◆ TASK ITEM:
The response should consist of the records, reproduced exactly.

Items from a data source:
== Segment start ==

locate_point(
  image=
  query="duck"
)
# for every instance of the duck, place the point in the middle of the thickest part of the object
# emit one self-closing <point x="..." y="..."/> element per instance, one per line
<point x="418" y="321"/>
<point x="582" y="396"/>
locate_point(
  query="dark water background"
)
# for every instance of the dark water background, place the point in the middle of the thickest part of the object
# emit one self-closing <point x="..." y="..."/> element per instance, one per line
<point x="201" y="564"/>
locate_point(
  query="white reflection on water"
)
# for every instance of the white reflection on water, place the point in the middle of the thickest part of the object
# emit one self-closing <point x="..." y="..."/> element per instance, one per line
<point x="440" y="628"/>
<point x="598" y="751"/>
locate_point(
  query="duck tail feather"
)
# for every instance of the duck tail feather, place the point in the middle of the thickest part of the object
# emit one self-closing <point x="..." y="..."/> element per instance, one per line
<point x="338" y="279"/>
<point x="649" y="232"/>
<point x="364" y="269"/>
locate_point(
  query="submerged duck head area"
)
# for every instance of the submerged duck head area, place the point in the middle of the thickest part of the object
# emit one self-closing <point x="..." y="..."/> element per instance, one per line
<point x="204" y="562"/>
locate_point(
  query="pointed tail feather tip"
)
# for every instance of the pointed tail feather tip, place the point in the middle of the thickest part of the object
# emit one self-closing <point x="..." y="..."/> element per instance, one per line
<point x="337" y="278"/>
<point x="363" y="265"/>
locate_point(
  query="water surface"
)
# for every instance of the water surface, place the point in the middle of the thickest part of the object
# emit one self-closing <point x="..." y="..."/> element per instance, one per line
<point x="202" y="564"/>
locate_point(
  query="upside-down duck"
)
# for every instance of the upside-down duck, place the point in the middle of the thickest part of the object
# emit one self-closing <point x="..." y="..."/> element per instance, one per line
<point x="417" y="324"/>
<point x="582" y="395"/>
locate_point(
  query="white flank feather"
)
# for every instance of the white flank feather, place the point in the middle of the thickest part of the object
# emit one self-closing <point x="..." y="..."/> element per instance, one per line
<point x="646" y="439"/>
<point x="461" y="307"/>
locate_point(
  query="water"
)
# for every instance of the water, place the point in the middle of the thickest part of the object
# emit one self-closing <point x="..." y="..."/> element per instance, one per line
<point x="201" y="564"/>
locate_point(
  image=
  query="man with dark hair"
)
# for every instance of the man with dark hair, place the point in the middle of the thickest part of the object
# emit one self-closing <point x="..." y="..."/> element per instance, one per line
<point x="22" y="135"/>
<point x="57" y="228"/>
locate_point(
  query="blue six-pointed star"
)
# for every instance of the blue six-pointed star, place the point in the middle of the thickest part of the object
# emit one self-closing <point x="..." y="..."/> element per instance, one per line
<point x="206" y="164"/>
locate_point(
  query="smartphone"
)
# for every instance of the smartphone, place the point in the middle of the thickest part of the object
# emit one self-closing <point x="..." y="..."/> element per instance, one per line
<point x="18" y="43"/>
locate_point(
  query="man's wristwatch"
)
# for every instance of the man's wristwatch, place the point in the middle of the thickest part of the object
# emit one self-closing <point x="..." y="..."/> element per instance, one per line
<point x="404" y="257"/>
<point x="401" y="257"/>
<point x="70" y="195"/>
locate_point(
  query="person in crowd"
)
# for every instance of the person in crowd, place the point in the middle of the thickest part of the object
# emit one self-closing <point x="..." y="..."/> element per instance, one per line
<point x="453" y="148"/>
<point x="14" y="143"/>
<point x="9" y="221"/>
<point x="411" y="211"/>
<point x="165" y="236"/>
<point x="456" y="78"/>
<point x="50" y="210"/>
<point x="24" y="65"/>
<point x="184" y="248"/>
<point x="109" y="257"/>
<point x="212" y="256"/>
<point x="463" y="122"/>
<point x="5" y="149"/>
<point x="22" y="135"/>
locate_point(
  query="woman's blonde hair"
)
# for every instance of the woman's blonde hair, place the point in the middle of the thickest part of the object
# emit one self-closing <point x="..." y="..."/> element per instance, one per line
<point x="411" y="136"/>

== Segment end ==

◆ WRITTEN ANSWER:
locate_point(
  image=
  query="duck"
)
# for every instance of the duck, place the point in the middle of the thickest part of the object
# emit one self-closing <point x="..." y="..."/> element per instance, one per line
<point x="418" y="321"/>
<point x="582" y="396"/>
locate_point(
  query="dark water background"
)
# for every instance of the dark water background, place the point in the middle of the thickest part of the object
# emit one self-closing <point x="..." y="..."/> element per instance, one per line
<point x="201" y="564"/>
locate_point(
  query="white reflection on water"
)
# for every instance of the white reflection on water, place the point in the middle of the thickest part of the object
# emit one self-closing <point x="..." y="..."/> element per instance, one per line
<point x="440" y="628"/>
<point x="598" y="751"/>
locate_point(
  query="duck tail feather"
)
# for every instance of the duck tail feather, place the point in the middle of the thickest part of the object
# emit one self-closing <point x="..." y="..."/> element per instance, one per line
<point x="338" y="279"/>
<point x="649" y="232"/>
<point x="364" y="269"/>
locate_point(
  query="submerged duck head area"
)
# for every instance of the submerged duck head area, place the point in the middle of the thickest part of the object
# emit one self-closing <point x="..." y="..."/> element per instance, one per line
<point x="204" y="562"/>
locate_point(
  query="pointed tail feather tip"
)
# for every instance of the pointed tail feather tip, place the point in the middle of the thickest part of the object
# emit one self-closing <point x="..." y="..."/> element per instance, one per line
<point x="337" y="278"/>
<point x="363" y="265"/>
locate_point(
  query="water surface"
)
# for every instance of the water surface, place the point in the middle of the thickest part of the object
# emit one self-closing <point x="..." y="..."/> element per instance, one per line
<point x="202" y="564"/>
locate_point(
  query="upside-down duck"
)
# for every instance of the upside-down duck, place the point in the middle of the thickest part of the object
# emit one self-closing <point x="..." y="..."/> element per instance, one per line
<point x="417" y="324"/>
<point x="582" y="395"/>
locate_point(
  query="white flank feather"
)
# for every instance of the white flank feather, place the point in the middle of the thickest part of the object
# emit one self-closing <point x="..." y="..."/> element per instance, one per line
<point x="646" y="439"/>
<point x="461" y="307"/>
locate_point(
  query="water"
)
# for every instance of the water, place the point in the middle of the thickest part of the object
# emit one self-closing <point x="..." y="..."/> element per instance, one per line
<point x="201" y="564"/>
locate_point(
  image=
  query="man with dark hair"
)
# for every instance of the man with dark hair, place the point in the middle of the thickest part of the object
# emit one self-closing <point x="..." y="..."/> element per instance, one per line
<point x="22" y="135"/>
<point x="57" y="228"/>
locate_point(
  query="blue six-pointed star"
)
# for every instance of the blue six-pointed star, place the point in the middle of the thickest part of the object
# emit one self-closing <point x="..." y="..."/> element per instance, one per line
<point x="206" y="164"/>
locate_point(
  query="smartphone"
)
# for every instance of the smartphone, place the point in the middle of the thickest part of the object
# emit one self-closing <point x="..." y="..."/> element per instance, one per line
<point x="18" y="43"/>
locate_point(
  query="man's wristwatch"
)
# for every instance of the man's wristwatch, place the point in the middle of the thickest part of the object
# emit one self-closing <point x="..." y="..."/> element per instance, one per line
<point x="404" y="257"/>
<point x="401" y="257"/>
<point x="70" y="195"/>
locate_point(
  query="person in crowd"
)
# for every instance of the person in crowd, place the point in the middle of the thickest part of the object
# emit one self-closing <point x="..." y="..."/> element per instance, one per line
<point x="453" y="148"/>
<point x="14" y="143"/>
<point x="9" y="221"/>
<point x="411" y="211"/>
<point x="165" y="236"/>
<point x="456" y="78"/>
<point x="50" y="210"/>
<point x="24" y="65"/>
<point x="184" y="248"/>
<point x="109" y="257"/>
<point x="212" y="256"/>
<point x="463" y="122"/>
<point x="5" y="149"/>
<point x="22" y="135"/>
locate_point(
  query="woman's blonde hair"
)
# for every instance of the woman's blonde hair, place the point in the middle of the thickest part of the object
# emit one self-closing <point x="..." y="..."/> element per instance, one per line
<point x="411" y="136"/>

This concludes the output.